### WORK INSTRUCTIONS
Return all of the data below verbatim and exclude every picture.

───

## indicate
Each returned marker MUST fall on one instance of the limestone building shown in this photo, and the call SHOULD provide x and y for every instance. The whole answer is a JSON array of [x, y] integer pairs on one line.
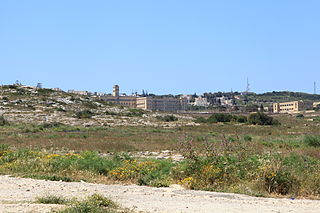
[[162, 104], [146, 103], [292, 107]]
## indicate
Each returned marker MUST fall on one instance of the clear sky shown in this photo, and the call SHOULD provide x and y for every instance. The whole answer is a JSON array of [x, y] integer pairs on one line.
[[163, 46]]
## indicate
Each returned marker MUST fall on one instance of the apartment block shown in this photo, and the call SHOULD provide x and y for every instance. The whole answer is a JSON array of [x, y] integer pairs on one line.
[[146, 103], [292, 107], [162, 104]]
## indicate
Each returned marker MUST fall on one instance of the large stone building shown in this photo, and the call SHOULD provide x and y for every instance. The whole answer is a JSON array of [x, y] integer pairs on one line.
[[201, 102], [146, 103], [162, 104], [292, 107]]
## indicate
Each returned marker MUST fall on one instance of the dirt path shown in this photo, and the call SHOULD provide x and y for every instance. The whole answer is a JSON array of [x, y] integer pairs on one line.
[[17, 195]]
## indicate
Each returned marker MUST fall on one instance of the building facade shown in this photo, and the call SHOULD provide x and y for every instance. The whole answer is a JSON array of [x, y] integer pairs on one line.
[[162, 104], [146, 103], [201, 102], [292, 107]]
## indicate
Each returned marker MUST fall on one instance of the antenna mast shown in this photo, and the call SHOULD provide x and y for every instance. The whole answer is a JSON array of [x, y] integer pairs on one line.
[[248, 86]]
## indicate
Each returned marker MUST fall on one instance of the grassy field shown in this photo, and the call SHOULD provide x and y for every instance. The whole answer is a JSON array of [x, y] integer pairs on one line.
[[280, 160]]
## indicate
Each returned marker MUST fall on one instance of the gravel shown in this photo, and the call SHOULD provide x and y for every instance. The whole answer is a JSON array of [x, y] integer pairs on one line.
[[18, 195]]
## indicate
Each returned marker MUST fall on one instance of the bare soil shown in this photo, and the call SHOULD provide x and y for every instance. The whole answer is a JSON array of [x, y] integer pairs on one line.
[[19, 194]]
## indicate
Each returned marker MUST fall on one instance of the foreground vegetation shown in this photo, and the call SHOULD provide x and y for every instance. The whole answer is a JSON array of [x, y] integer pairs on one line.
[[266, 160], [229, 166]]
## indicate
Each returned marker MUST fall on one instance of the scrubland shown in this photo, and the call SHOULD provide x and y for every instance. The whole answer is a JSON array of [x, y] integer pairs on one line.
[[259, 160]]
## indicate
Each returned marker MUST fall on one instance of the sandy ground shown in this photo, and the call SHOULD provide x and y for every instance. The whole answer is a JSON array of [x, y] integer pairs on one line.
[[17, 195]]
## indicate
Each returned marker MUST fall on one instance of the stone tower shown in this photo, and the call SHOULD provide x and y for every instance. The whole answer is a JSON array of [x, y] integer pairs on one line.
[[115, 92]]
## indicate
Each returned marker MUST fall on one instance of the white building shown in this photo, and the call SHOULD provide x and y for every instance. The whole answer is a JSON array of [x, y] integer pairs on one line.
[[201, 101]]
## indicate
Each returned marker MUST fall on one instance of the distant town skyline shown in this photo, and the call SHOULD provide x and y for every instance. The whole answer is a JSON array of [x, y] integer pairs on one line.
[[164, 47]]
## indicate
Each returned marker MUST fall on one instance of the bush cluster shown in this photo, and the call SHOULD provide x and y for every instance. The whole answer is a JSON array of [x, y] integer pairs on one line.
[[255, 118], [227, 170], [167, 118], [84, 114], [312, 140]]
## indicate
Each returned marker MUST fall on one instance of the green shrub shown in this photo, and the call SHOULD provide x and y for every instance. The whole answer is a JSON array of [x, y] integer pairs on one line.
[[167, 118], [300, 116], [51, 199], [312, 140], [94, 204], [84, 114], [241, 119], [51, 125], [200, 120], [280, 182], [261, 119], [135, 113], [247, 138]]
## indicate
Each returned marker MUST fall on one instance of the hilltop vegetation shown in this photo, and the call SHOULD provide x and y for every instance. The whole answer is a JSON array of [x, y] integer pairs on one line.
[[59, 136], [19, 104]]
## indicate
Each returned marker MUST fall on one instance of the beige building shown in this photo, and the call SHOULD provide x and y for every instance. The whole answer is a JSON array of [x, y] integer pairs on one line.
[[146, 103], [162, 104], [292, 107], [315, 104]]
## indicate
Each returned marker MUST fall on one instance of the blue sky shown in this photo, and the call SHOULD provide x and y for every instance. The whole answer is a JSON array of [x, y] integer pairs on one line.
[[167, 46]]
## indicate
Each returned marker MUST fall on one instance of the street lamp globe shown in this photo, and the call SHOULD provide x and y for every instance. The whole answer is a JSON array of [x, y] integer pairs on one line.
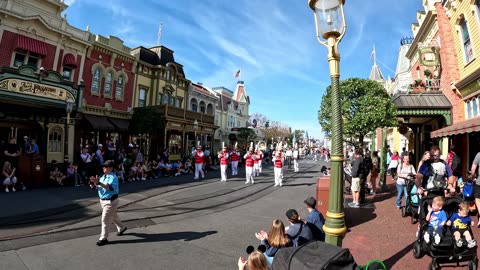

───

### YOUR RESPONSE
## indicate
Each returned marker MUST fall on one instance of the limestone building shown in this photo, and the call SHOULD provide x and y for every instance. The whole answer is a JSON array of [x, y] integer pairs on one line.
[[162, 104], [146, 103], [292, 107]]
## indicate
Each returned marker MUST fall on one instance of the clear sky shown in this photo, and the call SHOULD provide x and y for every instance. The whole answer is a JSON array of [x, y] integer pairs on one line.
[[163, 46]]
## indicate
Each returned marker MUST fall on one instance of the apartment block shown in this photo, and the call SHOULD provide x and y for every instance. The whole answer is a JSON array of [x, y] integer pairs on one line.
[[146, 103], [292, 107], [162, 104]]
## indicate
Each returned marker MUST fall on one instance of the large stone building shown in this photo, and the call SHOULD provide x and y for every instance. The whole answer is a JSON array of [x, y] integer pairs on one line.
[[201, 102], [146, 103], [162, 104], [292, 107]]
## indicate
Each returned marker MUST fall on one instance of the dirt path shown in this photo, and the call SHOULD provide x and y for every instance. The whole answer is a JSON array of [x, y] integer pairs on one line.
[[17, 195]]
## indicate
Each returned marker MUST fall on one instance of the building facade shown in this photo, and the call SHOULD provide x and y for every instance. The whole answer is a JSON array of [x, y] integer pairs on one line.
[[162, 104], [146, 103], [201, 102], [292, 107]]
## indicate
Each returned marker MUST fall on one instance of the antenna mast shown in this photo, and the call SHOULD provide x and y for every instance. The whole answer is a JSON array of [x, y] integer pairs on one line.
[[248, 86]]
## indicate
Each returned marker MUST fall on one instance of the grassy field shown in this photo, and the call SHOULD provide x and y for every instance. The whole answer is a JSON array of [x, y] integer pairs on one line.
[[280, 160]]
## indicate
Each returned marker MUST fall on one instance of the gravel shown in this photo, and the call SHOULD provide x and y for every instance. The whole answer is a JSON array of [x, y] integer pairs on one line.
[[18, 195]]
## indicate
Each returned marker MUST fall on one instance of the bare soil shown in this photo, and the call SHOULD provide x and y for every instance. The whole answer is a JSON array of [x, y] integer pairs on one line.
[[19, 194]]
## indicate
Each returned marker MUST fall on one instance of the foreground vegetation shown in this photo, and the call SHOULD provide x and y for every instance. The whole answer is a JSON array of [x, y] integer pairs on one line.
[[266, 160], [229, 166]]
## indicate
Each returned marker MUST fall on one instance of the scrubland shown in this photo, and the call SHOULD provide x and y for every instance. The whole answer is a JSON array of [x, y] integer pairs on one line.
[[259, 160]]
## indicate
Each returned marker MUST fall on one instance of the sandy ground shown in this photo, and the call SHOULD provide x and y for every instance. The whole answer is a JSON array of [x, y] integer pairs on one line.
[[17, 195]]
## indicate
Each returned marker MUST fall on one instance of the stone tower shown in this photo, and the call SHOULD provide x and y for every instance. The whole answer is a JSON array of [x, y] integer pairs on one line.
[[115, 92]]
## indicate
Each returned marker MUST fall on one instance of the white building shown in this photo, and the call SHOULD provide x and y for every instance. The whole answer is a JSON array of [x, y] integer pairs on one line.
[[201, 101]]
## indicate
Each returned marker MUST fall on one instance of the distant town skyline shown in this photo, and the call SHOULD provide x and y for every instance. The whole answer is a JSON array of [x, y] integer pairs on one line.
[[164, 47]]
## indicate
Each returned marker MUST fall on one instance of the bush cluster shown in this photo, and the call SHOULD provide x and y for every instance. The whole answer is a JSON array of [x, y] integer pairs on one line.
[[255, 118], [227, 170], [167, 118], [84, 114], [312, 140]]
## indicate
Each returned marker MUST fall on one instance of the green shrub shown in this photo, and the call SHOULD provide x and y for every instance. The whole answer is a JSON array of [x, y] integer pairs on one line.
[[167, 118], [300, 116], [51, 199], [312, 140], [94, 204], [84, 114], [241, 119], [51, 125], [200, 120], [280, 182], [261, 119], [135, 113], [247, 138]]
## indicate
Each returned marker MUST fall on one instance of the hilltop vegetation shown in this photo, and the call SHOULD provide x and y for every instance. The whole answer is a JSON array of [x, y] integer pairs on one line.
[[59, 136], [19, 104]]
## indicate
Each returned marker MUST fall on one instance of the beige building shown in this photo, and the call SHOULD provide x and y for every instance. The whole answer is a JSON array of [x, y] integer pairs on one line.
[[146, 103], [162, 104], [292, 107], [315, 104]]
## indicate
Each returned marker MUST fall on one instance of the blue sky shown in this photo, and the call SHOULD provide x and y for every instance. The whole answer is a JSON array of [x, y] integer pairs on one line.
[[167, 46]]
## indicate
Each returned marker MUST fall on one instance of the street lamp globe shown in this photo, and the call SHOULD provide x and y for every instance. The whole answer is a JSON array of [x, y] integer pairs on one line.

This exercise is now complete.